Given passage.
┄┄┄┄┄┄

Press coverage of Night Haunts
Metro, 2 March 2006
The Daily Telegraph, 3 February 2006:
"Night Haunts is grounded in satisfyingly solid, real-world research. Sandhu has spent much time staking out territory, following leads and rumours, interviewing prospective subjects. His adventures have taken him into some dark and difficult terrain. He has sometimes been threatened with violence, and on one occasion, was shot accidentally in the hand while trying to kill vermin. ("That was a bit of a shock," he recalls.) He has also witnessed unexpected epiphanies, such as the sight of a flame-coloured dawn breaking over the city, as seen from a police surveillance helicopter.
"However, this project goes beyond the simple recording of facts and impressions. Although it looks at specific Londoners and their lives, it engages with deeper themes, asking searching questions about the nature of night, of cities, and of Britain today." (SF Said - read full article)
Time Out, 1 March 2006:
"The beautiful site features a soundtrack by sound artist Scanner and writing by journalist Sukdhev Sandhu, who, guided by HV Morton's 1926 classic 'Nights of London' is spending 12 months in pursuit of London's nocturnal habits, hanging out with all sorts of nightworkers, from sewer cleaners to pirate DJs."
New Statesmen, 13 September 2007
"With a writing style that mixes down- to-earth reportage with lyrical flights of fancy, Sandhu simultaneously builds up and dispels the mythology of London. Its more seductive qualities are revealed to be the workings of a great machine, devoted to the accumulation of capital and supported by legions of people who are there to mop up the aftermath." (Daniel Trilling - read full article)

┄┄┄┄┄┄

Data section.
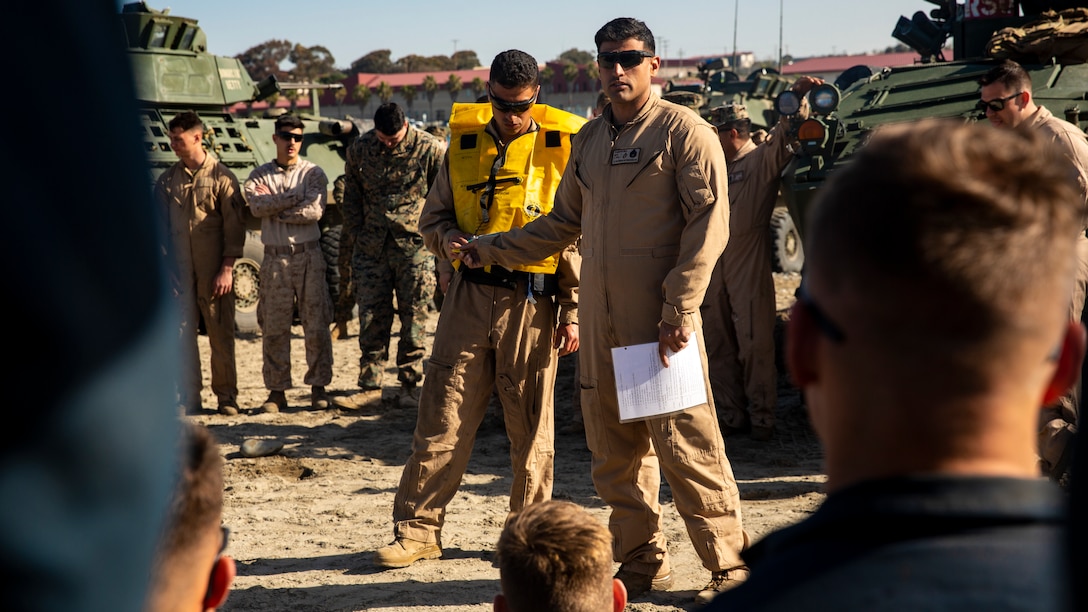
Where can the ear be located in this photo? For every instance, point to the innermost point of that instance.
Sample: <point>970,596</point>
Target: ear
<point>222,575</point>
<point>801,346</point>
<point>619,595</point>
<point>1067,369</point>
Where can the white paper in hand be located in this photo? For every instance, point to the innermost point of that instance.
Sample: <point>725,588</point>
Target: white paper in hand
<point>647,389</point>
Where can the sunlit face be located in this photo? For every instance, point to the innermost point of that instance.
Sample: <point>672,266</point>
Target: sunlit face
<point>288,142</point>
<point>512,108</point>
<point>187,144</point>
<point>1013,101</point>
<point>392,141</point>
<point>627,86</point>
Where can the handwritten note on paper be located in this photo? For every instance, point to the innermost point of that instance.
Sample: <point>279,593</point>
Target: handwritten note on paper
<point>647,389</point>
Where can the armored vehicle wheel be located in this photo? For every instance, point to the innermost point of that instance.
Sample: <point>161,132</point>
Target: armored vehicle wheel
<point>247,284</point>
<point>787,254</point>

┄┄┄┄┄┄

Things to do.
**A.** Answer these questions using the press coverage of Night Haunts.
(i) According to the Daily Telegraph excerpt, how was Sandhu hurt on one occasion?
(ii) Who provides the soundtrack for the site, according to Time Out?
(iii) In the New Statesmen excerpt, what does Sandhu's writing style mix?
**B.** Resume the press coverage of Night Haunts from its last line.

Expected answers.
**A.**
(i) He was shot accidentally in the hand while trying to kill vermin.
(ii) The sound artist Scanner.
(iii) Down-to-earth reportage with lyrical flights of fancy.

**B.**
The Independent, 16 November 2007:
"Sandhu's book results from an inspired commission by the public art agency Artangel. The author embraces a social poetics intellectually indebted to documentary reportage, particularly that associated with travels into unknown London. In a series of night-time forays, he shares confidences with cab drivers, bargees, sewer "flushers", cleaners, police and other night workers, as they toil or keep watch in the shadows of the restless city.
"He is a sympathetic listener, but does not leave his own urban concerns or political beliefs at the door. These essays are thoughtful engagements with reality, not just exercises in topographical style. While many see the metropolis today as a global financial centre, where dreams of unlimited accumulation are embodied in brilliantly lit towers, Sandhu explores life below. Large swathes of poverty and unhappiness are revealed, and inequalities thrown into sharp relief, in the 'anti-modernity of the night'." (Ken Worpole - read full article)
The Guardian, 25 November 2007:
"There are chapters on the lives of minicab drivers, police helicopter pilots, Samaritans, cleaners and sewage maintenance people. The book reads like a novel but has the immediacy of good reportage, the sort of stuff that used to appear in Granta. You come away in awe at all that goes on in the capital on an average evening - and full of respect for an author who has left the study to discover how things really work." (Alain de Botton - read full article)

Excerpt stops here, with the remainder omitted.